Each line that follows is to be retyped exactly.

______

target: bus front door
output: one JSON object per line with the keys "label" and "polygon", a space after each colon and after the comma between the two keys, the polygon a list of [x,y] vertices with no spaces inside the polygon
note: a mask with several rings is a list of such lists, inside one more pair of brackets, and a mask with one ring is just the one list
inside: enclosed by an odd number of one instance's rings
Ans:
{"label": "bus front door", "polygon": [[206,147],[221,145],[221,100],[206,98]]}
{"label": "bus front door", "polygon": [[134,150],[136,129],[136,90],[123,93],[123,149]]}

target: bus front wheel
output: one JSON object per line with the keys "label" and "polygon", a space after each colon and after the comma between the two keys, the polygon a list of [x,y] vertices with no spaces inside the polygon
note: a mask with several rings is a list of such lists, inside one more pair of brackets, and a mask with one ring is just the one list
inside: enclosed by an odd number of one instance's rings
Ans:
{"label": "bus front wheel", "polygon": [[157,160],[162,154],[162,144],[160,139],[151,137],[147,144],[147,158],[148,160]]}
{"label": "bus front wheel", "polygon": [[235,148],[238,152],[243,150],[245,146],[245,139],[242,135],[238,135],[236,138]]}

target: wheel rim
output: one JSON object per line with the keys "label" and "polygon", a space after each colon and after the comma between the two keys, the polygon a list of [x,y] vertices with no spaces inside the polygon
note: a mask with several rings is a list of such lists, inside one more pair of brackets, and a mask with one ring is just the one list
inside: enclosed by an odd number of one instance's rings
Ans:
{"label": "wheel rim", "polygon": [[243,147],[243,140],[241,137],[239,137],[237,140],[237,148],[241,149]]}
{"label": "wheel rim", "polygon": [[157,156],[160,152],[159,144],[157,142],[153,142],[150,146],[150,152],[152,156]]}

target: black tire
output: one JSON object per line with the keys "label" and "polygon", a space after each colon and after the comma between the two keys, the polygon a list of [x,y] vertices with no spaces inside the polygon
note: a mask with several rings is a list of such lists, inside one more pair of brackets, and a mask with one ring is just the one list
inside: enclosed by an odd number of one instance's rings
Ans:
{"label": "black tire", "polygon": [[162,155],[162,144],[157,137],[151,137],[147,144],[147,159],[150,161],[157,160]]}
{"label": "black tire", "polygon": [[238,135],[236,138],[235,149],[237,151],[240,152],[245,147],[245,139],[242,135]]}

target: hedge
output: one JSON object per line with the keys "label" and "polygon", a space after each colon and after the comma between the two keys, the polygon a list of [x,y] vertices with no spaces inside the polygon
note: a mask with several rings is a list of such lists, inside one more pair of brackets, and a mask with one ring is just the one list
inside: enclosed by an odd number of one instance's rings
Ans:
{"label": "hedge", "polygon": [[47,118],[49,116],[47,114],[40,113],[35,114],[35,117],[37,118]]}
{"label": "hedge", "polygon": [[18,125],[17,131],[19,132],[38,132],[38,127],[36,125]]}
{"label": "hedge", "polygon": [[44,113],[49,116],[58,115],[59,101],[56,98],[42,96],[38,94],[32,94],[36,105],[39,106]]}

______

* [Task output]
target: bus front door
output: one JSON object per line with the keys "label" and "polygon", a space after each colon and after the comma between the two keys, the polygon a list of [x,y] vertices with no spaces inside the polygon
note: a mask with several rings is a list of such lists, inside one more pair of brackets, and a mask with one ring is just the one list
inside: enclosed by an odd number of one instance's rings
Ans:
{"label": "bus front door", "polygon": [[206,147],[221,145],[221,100],[206,98]]}
{"label": "bus front door", "polygon": [[134,150],[136,129],[136,90],[123,93],[123,149]]}

target: bus front wheel
output: one JSON object per line with the keys "label" and "polygon", a space after each colon and after the comma between the two keys, the polygon a list of [x,y] vertices with no spaces inside the polygon
note: a mask with several rings is a list of such lists, inside one more pair of brackets, and a mask with one ring is just the one list
inside: enclosed by an odd number of one instance's rings
Ans:
{"label": "bus front wheel", "polygon": [[157,160],[162,154],[162,144],[160,139],[151,137],[147,144],[147,158],[148,160]]}
{"label": "bus front wheel", "polygon": [[235,148],[238,152],[243,150],[245,146],[245,139],[242,135],[238,135],[236,138]]}

target: wheel rim
output: one JSON object per line with the keys "label" and "polygon", a space after each colon and after the comma between the two keys, the polygon a list of [x,y] vertices with no spaces inside the polygon
note: a mask with several rings is a list of such lists, inside one more pair of brackets, and a mask with one ring is just the one list
inside: enclosed by an odd number of one instance's rings
Ans:
{"label": "wheel rim", "polygon": [[243,147],[243,140],[241,137],[239,137],[237,140],[237,148],[241,149]]}
{"label": "wheel rim", "polygon": [[157,156],[160,152],[159,144],[157,142],[153,142],[150,146],[150,152],[152,156]]}

target: black tire
output: one JSON object per line with the keys "label" and "polygon", a space after each colon and after the comma between the two keys, the polygon a list of [x,y] vertices with no spaces inside the polygon
note: a mask with several rings is a list of such lists, inside one more pair of brackets, and a mask with one ring is just the one list
inside: enclosed by an odd number of one instance's rings
Ans:
{"label": "black tire", "polygon": [[162,155],[162,144],[157,137],[151,137],[147,144],[147,159],[150,161],[157,160]]}
{"label": "black tire", "polygon": [[238,135],[236,138],[235,149],[237,151],[240,152],[245,147],[245,139],[242,135]]}

target: hedge
output: one JSON object per line with the keys "label" and "polygon", a space after each colon and after the comma between the two keys, the polygon a list of [x,y] vertices with no spaces inside the polygon
note: a mask with several rings is a list of such lists, inside one more pair of brackets, and a mask with one ring is just the one list
inside: enclosed by an odd number of one instance's rings
Ans:
{"label": "hedge", "polygon": [[47,118],[49,116],[47,114],[40,113],[35,114],[35,117],[37,118]]}
{"label": "hedge", "polygon": [[18,125],[17,131],[19,132],[38,132],[38,127],[36,125]]}
{"label": "hedge", "polygon": [[44,113],[49,116],[58,115],[59,101],[56,98],[42,96],[38,94],[32,94],[36,105],[39,106]]}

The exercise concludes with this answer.